PROVIDED MATERIAL:

--------

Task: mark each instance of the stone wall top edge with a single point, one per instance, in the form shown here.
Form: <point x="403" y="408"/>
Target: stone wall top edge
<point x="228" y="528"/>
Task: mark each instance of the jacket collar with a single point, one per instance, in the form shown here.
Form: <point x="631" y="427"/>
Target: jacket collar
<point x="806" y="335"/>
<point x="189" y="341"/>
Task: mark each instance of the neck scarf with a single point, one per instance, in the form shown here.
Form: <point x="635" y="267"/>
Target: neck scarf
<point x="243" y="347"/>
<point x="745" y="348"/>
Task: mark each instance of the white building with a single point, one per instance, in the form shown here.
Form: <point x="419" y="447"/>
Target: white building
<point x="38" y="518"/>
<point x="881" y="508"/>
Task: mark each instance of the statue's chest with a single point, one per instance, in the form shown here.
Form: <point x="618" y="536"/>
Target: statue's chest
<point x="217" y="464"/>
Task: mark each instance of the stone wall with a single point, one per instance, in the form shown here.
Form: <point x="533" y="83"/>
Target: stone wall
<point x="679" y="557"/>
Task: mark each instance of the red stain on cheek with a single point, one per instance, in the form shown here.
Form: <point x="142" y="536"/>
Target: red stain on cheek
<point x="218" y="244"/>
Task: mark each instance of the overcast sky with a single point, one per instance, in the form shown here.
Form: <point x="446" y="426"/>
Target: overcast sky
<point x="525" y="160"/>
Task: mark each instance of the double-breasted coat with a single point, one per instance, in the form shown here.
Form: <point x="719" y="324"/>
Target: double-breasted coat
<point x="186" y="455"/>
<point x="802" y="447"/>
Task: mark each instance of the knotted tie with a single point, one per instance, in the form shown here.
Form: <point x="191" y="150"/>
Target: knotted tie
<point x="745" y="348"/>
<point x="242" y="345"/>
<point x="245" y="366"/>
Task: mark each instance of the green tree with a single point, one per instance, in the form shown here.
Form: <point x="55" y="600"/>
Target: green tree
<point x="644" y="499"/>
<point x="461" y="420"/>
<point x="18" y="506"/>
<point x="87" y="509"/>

--------

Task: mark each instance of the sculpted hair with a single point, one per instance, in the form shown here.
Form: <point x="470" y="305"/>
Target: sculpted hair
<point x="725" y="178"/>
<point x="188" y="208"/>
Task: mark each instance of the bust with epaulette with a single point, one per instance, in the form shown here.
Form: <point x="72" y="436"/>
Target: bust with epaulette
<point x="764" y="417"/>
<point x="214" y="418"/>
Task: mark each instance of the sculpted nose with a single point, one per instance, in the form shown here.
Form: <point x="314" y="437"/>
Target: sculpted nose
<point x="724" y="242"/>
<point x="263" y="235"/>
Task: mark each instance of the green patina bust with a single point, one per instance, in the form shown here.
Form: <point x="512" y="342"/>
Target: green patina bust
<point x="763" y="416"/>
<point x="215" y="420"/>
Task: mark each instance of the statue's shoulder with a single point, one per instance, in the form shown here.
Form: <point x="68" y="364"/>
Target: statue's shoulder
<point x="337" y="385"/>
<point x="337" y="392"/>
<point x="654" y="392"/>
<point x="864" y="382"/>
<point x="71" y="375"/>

--------

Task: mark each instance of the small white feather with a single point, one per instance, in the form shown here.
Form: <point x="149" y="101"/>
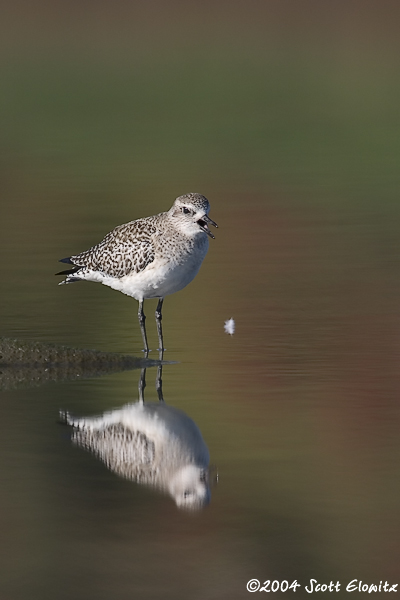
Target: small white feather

--------

WHAT YOU HAVE TO DO: Rewrite the data starting at the line that contains "Task: mark each instance of the small" and ending at the line that contains "Target: small white feather", changing "white" to "gray" and keeping everything else the same. Omit the pictures from your answer.

TASK ANSWER:
Task: mark each instance of the small gray feather with a single point, one per instance, in the form shown here.
Form: <point x="149" y="101"/>
Target: small gray feather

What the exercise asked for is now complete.